**GOAL OF THE EXERCISE:** Can you rewrite the part of the records below that opens with the line containing "green foliage?" and closes with the line containing "(263, 36), (402, 443)" as a JSON list of strings, one string per line, leaving out any blank lines?

**RECORDS SHOWN:**
◇ ◇ ◇ ◇

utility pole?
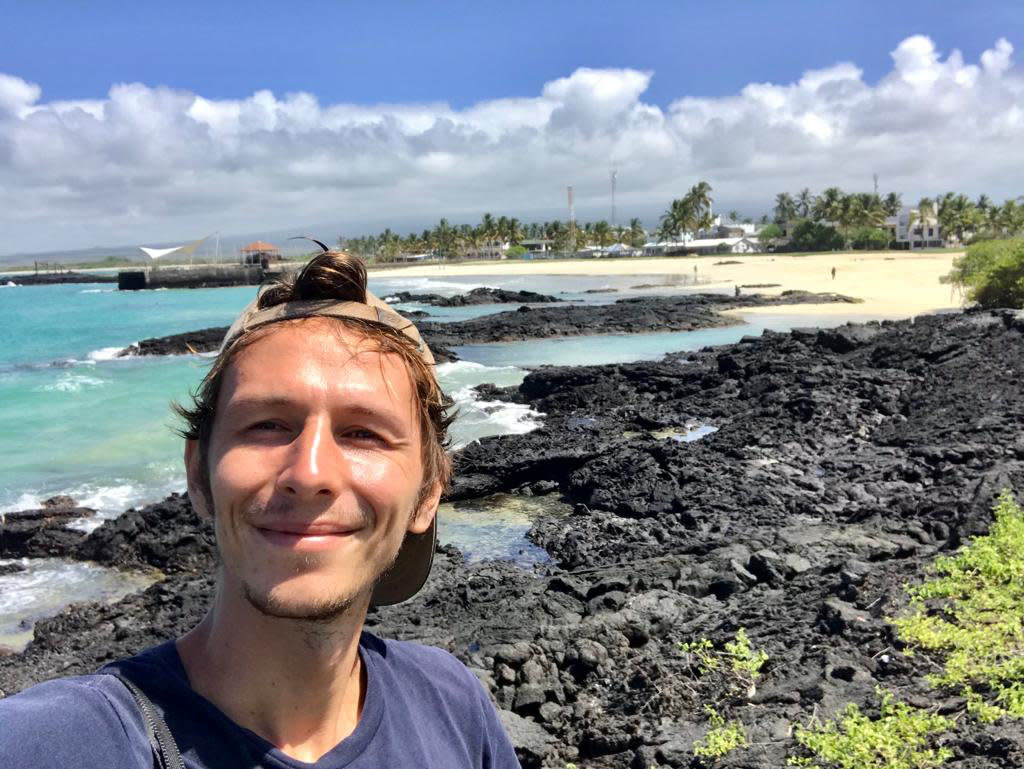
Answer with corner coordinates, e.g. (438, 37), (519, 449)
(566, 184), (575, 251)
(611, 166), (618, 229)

◇ ◇ ◇ ◇

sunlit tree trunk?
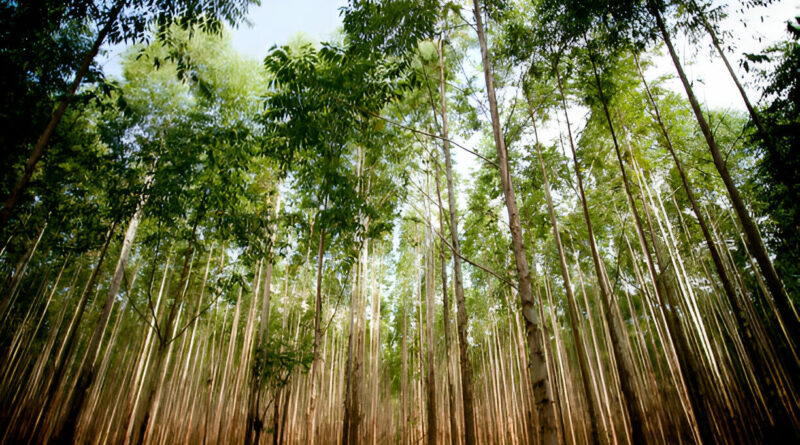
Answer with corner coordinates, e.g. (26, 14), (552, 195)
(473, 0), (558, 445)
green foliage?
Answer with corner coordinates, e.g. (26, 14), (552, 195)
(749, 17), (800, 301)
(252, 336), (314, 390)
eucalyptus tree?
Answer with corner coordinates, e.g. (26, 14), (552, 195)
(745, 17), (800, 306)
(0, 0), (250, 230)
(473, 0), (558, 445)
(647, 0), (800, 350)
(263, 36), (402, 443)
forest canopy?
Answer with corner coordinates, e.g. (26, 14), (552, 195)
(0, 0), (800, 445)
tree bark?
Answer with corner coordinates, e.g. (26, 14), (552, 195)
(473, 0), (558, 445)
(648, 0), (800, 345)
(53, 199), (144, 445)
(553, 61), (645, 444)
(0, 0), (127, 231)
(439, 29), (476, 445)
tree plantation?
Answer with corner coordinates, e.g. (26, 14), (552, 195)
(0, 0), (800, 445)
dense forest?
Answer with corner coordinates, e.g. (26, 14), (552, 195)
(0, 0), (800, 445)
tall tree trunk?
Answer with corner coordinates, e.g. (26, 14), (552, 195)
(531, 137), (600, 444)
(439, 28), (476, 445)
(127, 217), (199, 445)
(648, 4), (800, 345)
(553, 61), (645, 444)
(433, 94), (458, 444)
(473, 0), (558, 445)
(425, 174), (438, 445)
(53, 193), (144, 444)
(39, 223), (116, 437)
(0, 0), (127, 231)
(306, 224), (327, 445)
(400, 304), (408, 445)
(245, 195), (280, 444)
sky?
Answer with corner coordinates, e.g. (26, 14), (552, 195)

◇ ◇ ◇ ◇

**WRITTEN ANSWER:**
[
  "green foliage?",
  "Answer with corner coordinates, e.g. (26, 14), (552, 195)",
  "(749, 17), (800, 301)",
  "(252, 336), (314, 390)",
  "eucalyptus tree?",
  "Answer with corner coordinates, e.g. (26, 14), (552, 195)",
  "(745, 17), (800, 306)",
  "(0, 0), (250, 230)",
  "(473, 0), (558, 445)",
  "(647, 0), (800, 350)",
  "(263, 36), (402, 443)"
]